## Task brief:
Return all of the data exactly, with nothing left out but the pictures.
-- start Input for this task --
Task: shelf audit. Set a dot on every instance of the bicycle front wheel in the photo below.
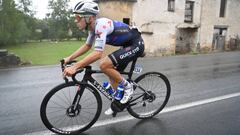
(62, 115)
(150, 96)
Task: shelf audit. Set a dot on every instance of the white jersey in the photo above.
(109, 32)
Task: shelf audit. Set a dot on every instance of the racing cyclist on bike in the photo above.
(106, 31)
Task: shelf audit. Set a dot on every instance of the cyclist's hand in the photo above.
(69, 71)
(66, 60)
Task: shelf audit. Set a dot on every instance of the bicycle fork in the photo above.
(75, 107)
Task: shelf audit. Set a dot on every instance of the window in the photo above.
(171, 5)
(189, 11)
(0, 5)
(222, 8)
(126, 20)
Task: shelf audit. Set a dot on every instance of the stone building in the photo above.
(178, 26)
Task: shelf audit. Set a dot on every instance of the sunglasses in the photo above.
(78, 18)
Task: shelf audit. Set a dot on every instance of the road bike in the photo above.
(74, 106)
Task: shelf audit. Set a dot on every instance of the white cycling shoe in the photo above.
(127, 95)
(109, 111)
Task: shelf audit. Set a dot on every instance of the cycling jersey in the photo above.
(110, 32)
(117, 34)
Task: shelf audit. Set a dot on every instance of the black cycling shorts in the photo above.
(123, 56)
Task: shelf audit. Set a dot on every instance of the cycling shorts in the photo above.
(123, 56)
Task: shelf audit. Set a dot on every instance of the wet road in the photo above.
(193, 79)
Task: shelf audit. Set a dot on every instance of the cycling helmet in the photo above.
(86, 8)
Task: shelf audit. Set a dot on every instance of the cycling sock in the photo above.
(124, 82)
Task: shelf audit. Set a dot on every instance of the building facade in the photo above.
(179, 26)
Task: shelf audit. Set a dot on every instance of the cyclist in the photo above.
(106, 31)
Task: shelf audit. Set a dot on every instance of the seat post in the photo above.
(132, 68)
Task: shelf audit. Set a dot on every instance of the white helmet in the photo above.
(86, 8)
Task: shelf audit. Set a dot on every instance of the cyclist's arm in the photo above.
(80, 51)
(100, 41)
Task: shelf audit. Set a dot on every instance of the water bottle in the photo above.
(108, 88)
(119, 93)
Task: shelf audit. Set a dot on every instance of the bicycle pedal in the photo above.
(114, 114)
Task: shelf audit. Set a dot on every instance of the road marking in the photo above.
(166, 110)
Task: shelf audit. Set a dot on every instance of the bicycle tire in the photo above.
(146, 81)
(57, 93)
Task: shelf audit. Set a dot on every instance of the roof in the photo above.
(118, 0)
(187, 25)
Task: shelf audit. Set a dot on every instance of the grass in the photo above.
-- end Input for this task --
## Result of the task:
Task: shelf audit. Set a dot on every instance of the bicycle front wheel in the photo below.
(62, 115)
(150, 96)
Task: shelf audit. Set a dot on every instance of the white jersey in the photo above.
(109, 32)
Task: shelf audit. Set a dot on every instance of the racing cyclist on bike in the photo above.
(106, 31)
Task: shelf audit. Set a dot on every instance of the cyclist's hand in the photo above.
(69, 71)
(66, 60)
Task: shelf audit. Set a dot on every instance of the bicycle fork in the photo above.
(75, 107)
Task: shelf audit. Set a dot on every instance of the window in the photo above.
(171, 5)
(189, 11)
(0, 5)
(222, 8)
(126, 20)
Task: shelf audit. Set a dot on every instance of the stone building in the photo above.
(178, 26)
Task: shelf audit. Set a dot on every instance of the sunglasses in the photo above.
(78, 18)
Task: shelf audit. Set a dot on every instance of the road bike in the photo above.
(74, 106)
Task: shelf audit. Set a dot on every instance of the white cycling shoe in the photo above.
(127, 95)
(109, 111)
Task: shelf audit. Set a dot on every instance of the cycling jersey in the photo above.
(110, 32)
(117, 34)
Task: shelf audit. Set a dot on every instance of the black cycling shorts in the photo above.
(123, 56)
Task: shelf audit. Set a dot on every instance of the cycling shorts in the photo above.
(123, 56)
Task: shelf audit. Set a dot on every instance of the wet road in the photo above.
(193, 79)
Task: shelf audit. Set a dot on every instance of the cycling helmet in the photo above.
(86, 8)
Task: shelf audit. Set a dot on every instance of the cycling sock in the photo above.
(124, 82)
Task: shelf audit. Set a dot on every instance of the building facade in the photo above.
(179, 26)
Task: shelf audit. Set a dot on every instance of the cyclist in the photo above.
(106, 31)
Task: shelf audit. Set a dot on every instance of the seat post in the photo above.
(132, 68)
Task: shelf audit. Set a dot on every instance of the white helmet in the photo above.
(86, 8)
Task: shelf audit. Set a dot on every instance of the cyclist's arm in the photo above.
(80, 51)
(100, 41)
Task: shelf audit. Set a dot on every instance of the water bottle in the photo above.
(108, 88)
(119, 93)
Task: shelf audit. Set a dot on every instance of the bicycle pedal in the photo above.
(114, 114)
Task: shelf audit. Set a dot on every instance of the road marking in the photo above.
(166, 110)
Task: shelf audit. Set a dot on every instance of the bicycle tire in the photo above.
(146, 81)
(57, 93)
Task: shelf audit. Set a dot on every instance of the roof in the photo above.
(118, 0)
(187, 25)
Task: shelf audit. Set a dot on every instance of the grass in the photo above.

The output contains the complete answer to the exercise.